■ **Problem**
The response has to reproduce all entries exactly while excluding their pictures.

■ **Records to process**
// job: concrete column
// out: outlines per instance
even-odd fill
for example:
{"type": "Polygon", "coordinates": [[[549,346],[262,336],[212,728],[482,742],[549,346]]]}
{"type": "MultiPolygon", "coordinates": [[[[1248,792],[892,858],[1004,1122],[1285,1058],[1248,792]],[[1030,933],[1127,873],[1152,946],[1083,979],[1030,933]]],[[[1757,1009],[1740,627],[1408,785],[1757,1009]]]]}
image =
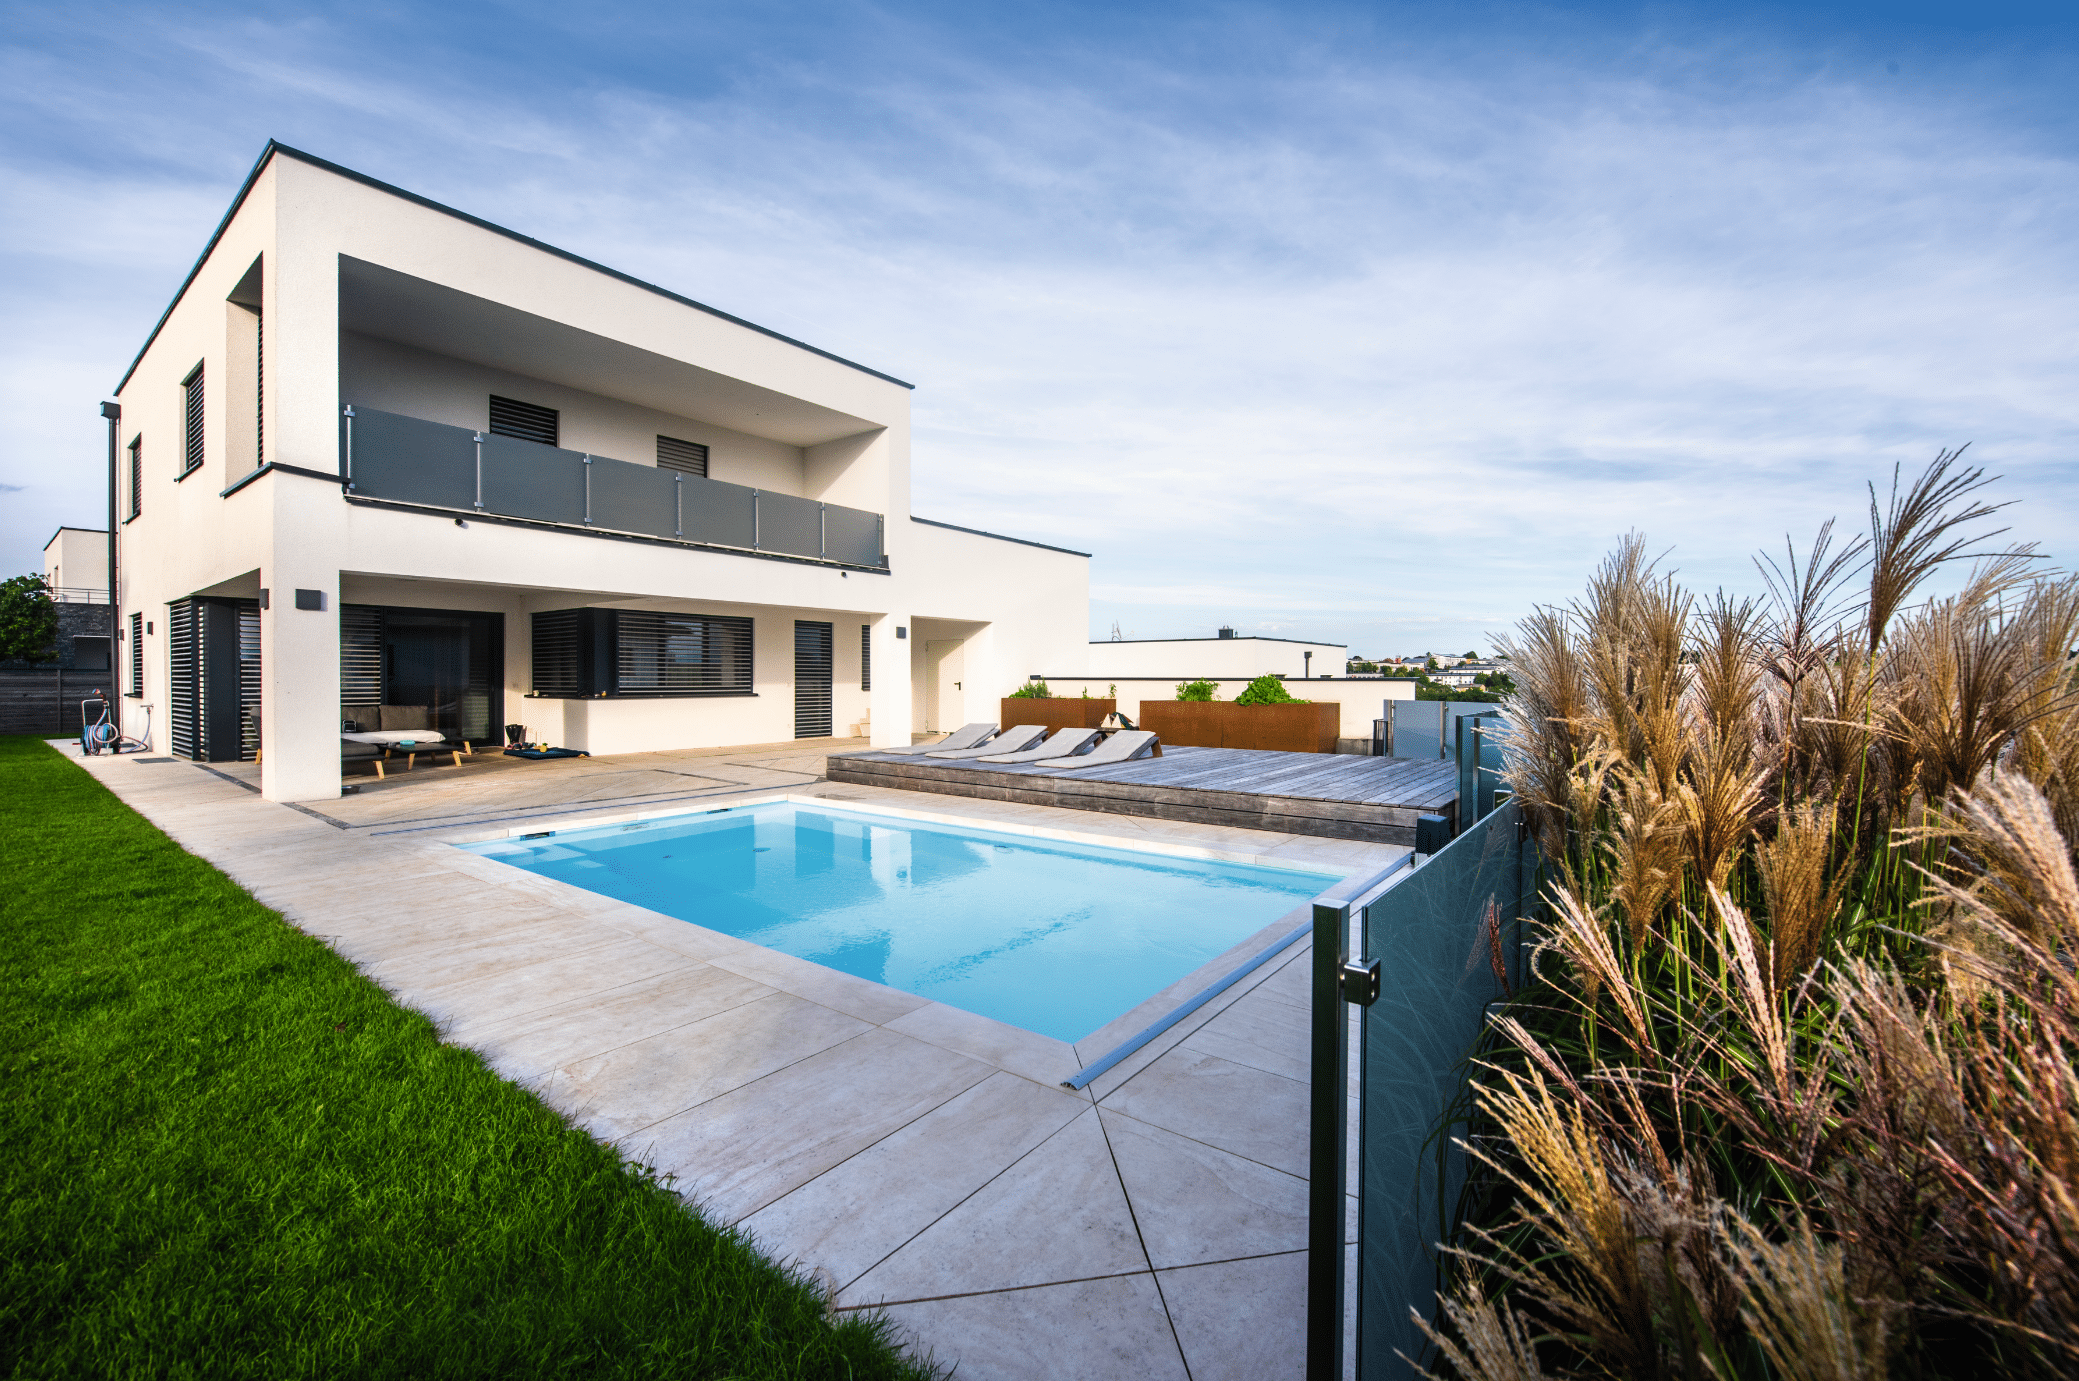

■ **Problem solution**
// job: concrete column
// out: outlines per instance
even-odd fill
for example:
{"type": "Polygon", "coordinates": [[[549,346],[262,336],[212,728],[482,742],[549,346]]]}
{"type": "MultiPolygon", "coordinates": [[[[1248,792],[892,858],[1004,1122],[1285,1058],[1248,792]],[[1030,933],[1127,873],[1152,946],[1083,979],[1030,933]]],[[[1757,1009],[1740,627],[1408,785],[1757,1009]]]]}
image =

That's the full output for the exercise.